▶ [やること a]: ページの抜粋のあとに続くリストを、最初の行から最後の行まで一字も変えずに書き写してください。画像は入れないでください。

▶ [ページの抜粋]:
<<<<

マリアンヌ・パール   アンジェリーナ・ジョリー
Angelina Jolie
ダニエル・パール ダン・ファターマン
Dan Futterman
アスラ・ノマニ アーチー・パンジャビ
Archie Panjabi
キャプテン イルファン・カーン
Irrfan Khan
ランダル・ベネット ウィル・パットン
Will Patton
ジョン・バッシー デニス・オヘア
Denis O’Hare
ドース・アリアニ アドナン・シディキ
Adnan Siddiqui
スティーヴ・レヴァイン ゲイリー・ウィルメス
Gary Wilmes
-
(配給:UIP )
 

 『グアンタナモ、僕達が見た真実』では、結婚式のために祖国に帰ったパキスタン系イギリス人の若者たちが、米英軍のアフガン侵攻に巻き込まれ、テロリストとしてグアンタナモ米軍基地に収容される。『マイティ・ハート』でも、主人公たちの文化的な背景が鍵を握る。ダニエルはユダヤ人で、マリアンヌは、オランダ人の父親とキューバ人の母親の間に生まれ、フランスで育った。アスラは、インドで生まれ、パキスタンで仕事をしている。

 そんな背景を持つ彼らの存在は、誘拐事件によって歪められていく。アスラは、インドとパキスタンが対立関係にあるために、インド生まれというだけであらぬ疑いをかけられる。ダニエルは、ユダヤ人であることを知られないように注意を払ってきたが、どこかから情報がもれ、モサドのスパイであるかのように扱われる。国家や政治のアイデンティティに引きずり込まれ、そして殺害されるのだ。

 さらにこの映画では、ふたつのアイデンティティのせめぎ合いが、まったく異なる形で強調されている。それは、夫を亡くしたマリアンヌの叫びと子供を出産する彼女の叫びが、重なるように描かれていることだ。

>>>>

▶ [課題用リスト]:
<<<<

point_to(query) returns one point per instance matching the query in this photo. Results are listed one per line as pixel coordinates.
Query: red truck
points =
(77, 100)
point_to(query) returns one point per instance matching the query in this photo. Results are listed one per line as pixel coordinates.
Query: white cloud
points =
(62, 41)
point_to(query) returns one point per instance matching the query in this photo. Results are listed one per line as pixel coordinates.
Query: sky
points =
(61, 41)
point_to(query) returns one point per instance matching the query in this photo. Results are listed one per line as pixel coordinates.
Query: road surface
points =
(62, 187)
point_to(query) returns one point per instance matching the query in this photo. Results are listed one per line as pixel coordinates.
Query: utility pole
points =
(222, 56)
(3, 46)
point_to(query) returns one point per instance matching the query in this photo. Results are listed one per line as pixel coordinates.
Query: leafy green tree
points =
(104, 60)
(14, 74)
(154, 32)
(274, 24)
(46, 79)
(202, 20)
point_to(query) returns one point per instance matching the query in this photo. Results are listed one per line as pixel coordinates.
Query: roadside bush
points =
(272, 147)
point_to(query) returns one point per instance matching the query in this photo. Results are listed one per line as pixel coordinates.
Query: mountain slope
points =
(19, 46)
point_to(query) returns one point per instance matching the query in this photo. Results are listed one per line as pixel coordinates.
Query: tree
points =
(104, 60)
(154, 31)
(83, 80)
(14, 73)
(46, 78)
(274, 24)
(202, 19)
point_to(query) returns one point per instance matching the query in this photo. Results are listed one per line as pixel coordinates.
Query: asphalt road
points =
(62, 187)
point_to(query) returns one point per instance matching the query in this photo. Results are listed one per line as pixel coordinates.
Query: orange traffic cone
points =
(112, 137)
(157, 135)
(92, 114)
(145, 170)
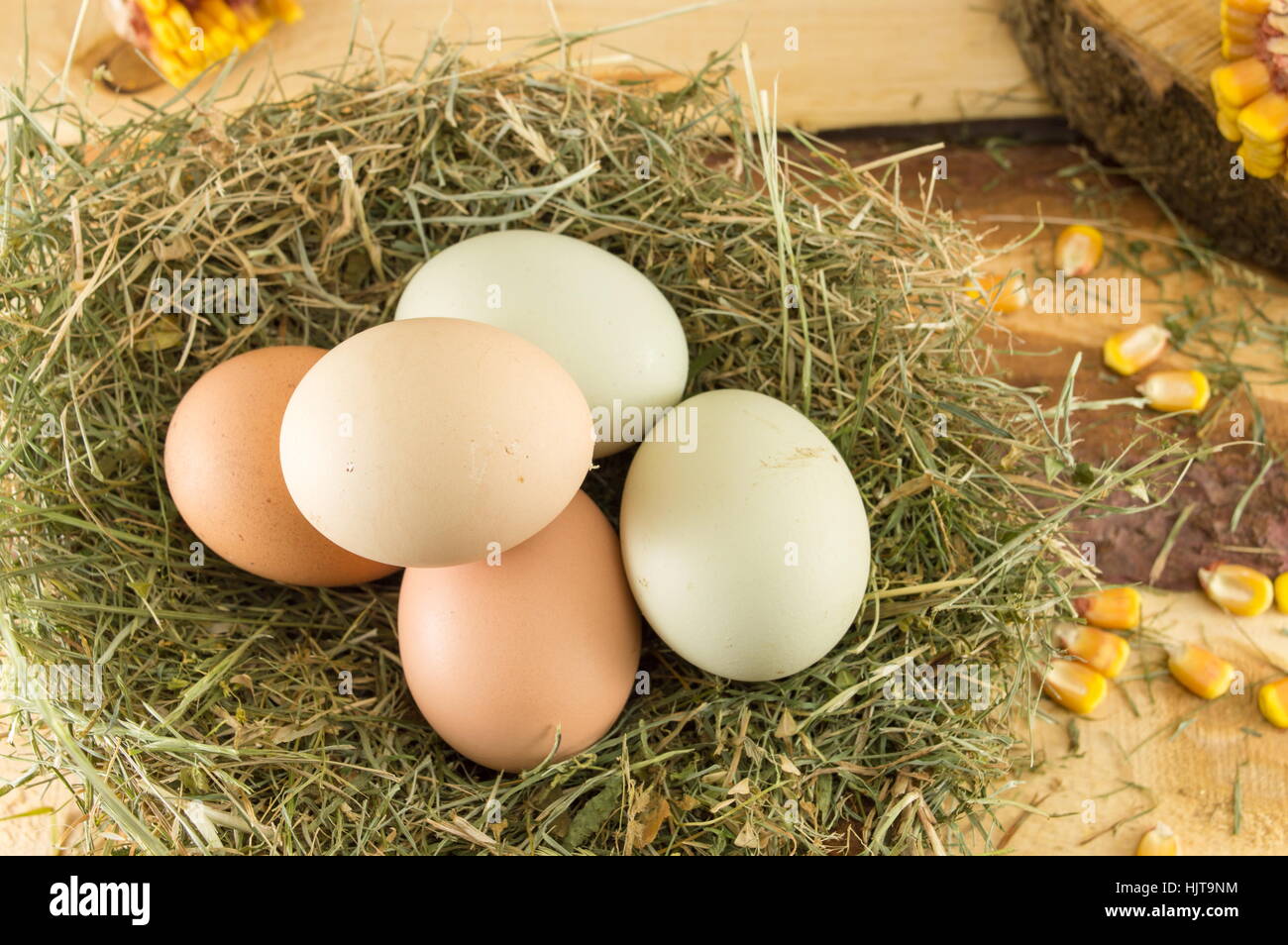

>>>>

▶ [やること b]: ページの抜粋によると、アスラはどこの国で生まれましたか。

▶ [正しい答え a]:
point_to(query) returns one point per instance matching the query in this photo. Results are listed one per line as pixel coordinates.
Query: red truck
points =
(77, 100)
point_to(query) returns one point per instance matching the query in this photo. Results are listed one per line as pixel coordinates.
Query: white cloud
points =
(62, 41)
point_to(query) returns one point per instance matching the query in this photo. Results are listed one per line as pixel coordinates.
Query: sky
points =
(61, 41)
point_to(query) returns one point per instance matching the query in this photo. Results are listed one per line as pixel coordinates.
Query: road surface
points =
(62, 187)
point_to(query) returns one point per instance matching the query in this photo. Results are listed one per line as pixel coordinates.
Query: utility pole
points =
(222, 56)
(3, 46)
point_to(query) returns one point per instance matching the query in this photo. Results are listed one per line as pixel coordinates.
Query: leafy green tree
points =
(104, 60)
(14, 74)
(154, 32)
(274, 24)
(46, 79)
(202, 20)
point_to(query) returns one point per instance matching the query in this photo. Results are listed one per line as pixel coordinates.
Query: roadside bush
points =
(272, 147)
point_to(query) returns one point per instance matching the query in this photo. Results are listed one per line as pixel coordinates.
Query: mountain slope
points =
(19, 46)
point_to(query) returns one point per instance matching the query in this photo. Results are listed one per line as pixel coordinates.
Query: tree
points =
(104, 60)
(154, 31)
(83, 80)
(14, 73)
(46, 78)
(274, 24)
(202, 19)
point_to(query) returns one point per instance matching the query in this photo. Results are listed one per line as pixel coordinates.
Query: asphalt road
points =
(62, 187)
point_to(query) returns one point per instance matching the query in this photo. Results are listed one per line as pixel coordinates.
Query: orange traffic cone
points =
(112, 137)
(157, 135)
(92, 114)
(145, 170)

▶ [正しい答え b]: インドです。